## DOCUMENT SEGMENT

------

As far as commentary goes, I think one of the best responses to the accident has come from Ben Ellison at Panbo, who goes into some detail on the relevant technical aspects of electronic charting and points out that integral route conflict alarms are an available technology that needs to be more fully exploited both by the electronics industry and by navigators. Another is from Rick Spilman, on the Old Salt Blog, who puts the Vestas grounding in a much broader historical perspective and surveys similar technology-assisted mishaps, starting with the famous Andrea Doria disaster of 1956, wherein two ocean liners tracking each other on radar collided in fog off Nantucket Shoals, killing 51 passengers and crew. Note, too, that Spilman in his piece references another fine bit of commentary from Elaine Bunting of Yachting World.

------

## MATERIAL
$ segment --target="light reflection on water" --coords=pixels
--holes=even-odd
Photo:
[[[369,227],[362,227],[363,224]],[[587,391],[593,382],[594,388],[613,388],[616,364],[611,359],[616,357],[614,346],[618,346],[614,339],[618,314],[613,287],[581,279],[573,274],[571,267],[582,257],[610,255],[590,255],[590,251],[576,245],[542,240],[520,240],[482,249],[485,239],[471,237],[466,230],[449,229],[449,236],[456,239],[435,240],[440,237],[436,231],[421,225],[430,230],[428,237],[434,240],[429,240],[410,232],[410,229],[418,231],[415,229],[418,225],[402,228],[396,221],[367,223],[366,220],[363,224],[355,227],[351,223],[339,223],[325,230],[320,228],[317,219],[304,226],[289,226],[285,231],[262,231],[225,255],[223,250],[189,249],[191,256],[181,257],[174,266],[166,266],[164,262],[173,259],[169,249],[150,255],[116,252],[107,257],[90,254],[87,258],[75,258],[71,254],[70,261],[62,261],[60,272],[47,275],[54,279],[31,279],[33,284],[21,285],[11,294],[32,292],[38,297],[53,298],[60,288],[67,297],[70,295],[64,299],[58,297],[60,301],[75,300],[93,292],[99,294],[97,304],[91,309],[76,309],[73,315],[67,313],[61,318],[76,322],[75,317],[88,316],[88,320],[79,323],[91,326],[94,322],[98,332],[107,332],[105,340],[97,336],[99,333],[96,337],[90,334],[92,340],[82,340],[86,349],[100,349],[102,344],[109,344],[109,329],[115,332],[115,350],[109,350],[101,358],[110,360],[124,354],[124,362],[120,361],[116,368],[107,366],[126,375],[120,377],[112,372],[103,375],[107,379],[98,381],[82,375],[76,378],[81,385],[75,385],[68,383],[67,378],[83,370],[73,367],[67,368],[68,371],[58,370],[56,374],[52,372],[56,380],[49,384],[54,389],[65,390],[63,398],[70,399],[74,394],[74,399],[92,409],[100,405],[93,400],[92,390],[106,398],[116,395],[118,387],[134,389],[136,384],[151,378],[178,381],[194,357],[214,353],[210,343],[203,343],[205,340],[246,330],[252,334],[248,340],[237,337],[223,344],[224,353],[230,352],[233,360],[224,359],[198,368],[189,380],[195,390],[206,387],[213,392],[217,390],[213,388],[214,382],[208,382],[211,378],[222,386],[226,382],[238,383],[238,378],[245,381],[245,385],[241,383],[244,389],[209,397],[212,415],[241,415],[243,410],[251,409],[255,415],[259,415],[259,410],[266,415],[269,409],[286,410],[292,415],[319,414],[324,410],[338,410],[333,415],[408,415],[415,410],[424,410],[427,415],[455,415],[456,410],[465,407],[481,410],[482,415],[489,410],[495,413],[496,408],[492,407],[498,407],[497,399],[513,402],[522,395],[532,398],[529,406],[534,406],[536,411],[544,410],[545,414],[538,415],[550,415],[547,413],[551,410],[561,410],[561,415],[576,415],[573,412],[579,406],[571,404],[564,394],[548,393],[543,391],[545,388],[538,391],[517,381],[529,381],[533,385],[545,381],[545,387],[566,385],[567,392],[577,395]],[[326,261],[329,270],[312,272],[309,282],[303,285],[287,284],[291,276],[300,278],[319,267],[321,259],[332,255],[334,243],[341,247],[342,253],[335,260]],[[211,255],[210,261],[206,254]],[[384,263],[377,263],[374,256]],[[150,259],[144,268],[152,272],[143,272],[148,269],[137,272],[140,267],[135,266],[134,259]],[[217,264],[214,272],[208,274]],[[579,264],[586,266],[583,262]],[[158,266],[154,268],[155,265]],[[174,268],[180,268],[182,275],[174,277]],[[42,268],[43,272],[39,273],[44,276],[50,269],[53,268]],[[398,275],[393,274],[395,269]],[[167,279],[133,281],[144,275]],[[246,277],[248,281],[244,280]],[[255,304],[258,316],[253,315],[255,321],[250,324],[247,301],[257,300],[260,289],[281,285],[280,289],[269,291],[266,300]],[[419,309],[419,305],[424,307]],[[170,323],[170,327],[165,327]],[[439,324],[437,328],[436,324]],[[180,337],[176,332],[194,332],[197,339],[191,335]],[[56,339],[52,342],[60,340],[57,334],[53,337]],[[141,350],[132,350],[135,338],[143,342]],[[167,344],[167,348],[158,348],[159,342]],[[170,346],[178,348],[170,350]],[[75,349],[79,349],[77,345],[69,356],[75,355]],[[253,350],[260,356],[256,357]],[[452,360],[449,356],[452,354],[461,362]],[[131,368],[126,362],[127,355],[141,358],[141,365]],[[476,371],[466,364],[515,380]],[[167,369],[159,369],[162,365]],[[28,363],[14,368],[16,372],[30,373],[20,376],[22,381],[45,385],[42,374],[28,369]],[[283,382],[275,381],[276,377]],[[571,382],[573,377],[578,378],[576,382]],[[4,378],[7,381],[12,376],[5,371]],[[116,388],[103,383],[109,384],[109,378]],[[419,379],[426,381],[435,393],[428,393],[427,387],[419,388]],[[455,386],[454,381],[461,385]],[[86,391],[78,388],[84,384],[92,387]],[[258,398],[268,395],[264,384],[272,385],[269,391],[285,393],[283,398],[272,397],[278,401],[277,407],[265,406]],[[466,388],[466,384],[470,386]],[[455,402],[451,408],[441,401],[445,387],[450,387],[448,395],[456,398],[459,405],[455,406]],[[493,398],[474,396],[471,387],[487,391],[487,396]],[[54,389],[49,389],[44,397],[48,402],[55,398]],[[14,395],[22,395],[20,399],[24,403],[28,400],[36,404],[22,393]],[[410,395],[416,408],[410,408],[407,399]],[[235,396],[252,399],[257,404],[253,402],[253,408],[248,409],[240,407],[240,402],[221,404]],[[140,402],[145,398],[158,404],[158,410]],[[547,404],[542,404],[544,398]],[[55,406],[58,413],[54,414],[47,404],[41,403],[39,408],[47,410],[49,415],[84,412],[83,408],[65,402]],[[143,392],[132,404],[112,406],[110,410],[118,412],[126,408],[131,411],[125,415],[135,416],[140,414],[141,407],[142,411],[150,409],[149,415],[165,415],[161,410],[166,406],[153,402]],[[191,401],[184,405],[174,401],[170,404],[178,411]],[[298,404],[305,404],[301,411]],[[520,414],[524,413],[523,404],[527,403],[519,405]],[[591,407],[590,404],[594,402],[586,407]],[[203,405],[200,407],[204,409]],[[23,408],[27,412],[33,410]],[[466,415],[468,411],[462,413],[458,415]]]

------

## OBJECTIVES
a: Decide whether each statement agrees with the passage on responses to the Vestas grounding: (i) Ben Ellison's commentary appeared at Panbo; (ii) the Andrea Doria disaster took place in 1980; (iii) Elaine Bunting writes for Yachting World. Answer yes or no for each and quote the words of the passage that decide it.
b: According to the passage on responses to the Vestas grounding, how many passengers and crew were killed in the Andrea Doria collision?
c: Reproduce the passage on responses to the Vestas grounding from "As far as commentary" to "of Yachting World.".

## RESPONSE LIST
a:
(i) Yes: "Ben Ellison at Panbo"
(ii) No: "the famous Andrea Doria disaster of 1956"
(iii) Yes: "Elaine Bunting of Yachting World"

b: 51 passengers and crew were killed.

c:
As far as commentary goes, I think one of the best responses to the accident has come from Ben Ellison at Panbo, who goes into some detail on the relevant technical aspects of electronic charting and points out that integral route conflict alarms are an available technology that needs to be more fully exploited both by the electronics industry and by navigators. Another is from Rick Spilman, on the Old Salt Blog, who puts the Vestas grounding in a much broader historical perspective and surveys similar technology-assisted mishaps, starting with the famous Andrea Doria disaster of 1956, wherein two ocean liners tracking each other on radar collided in fog off Nantucket Shoals, killing 51 passengers and crew. Note, too, that Spilman in his piece references another fine bit of commentary from Elaine Bunting of Yachting World.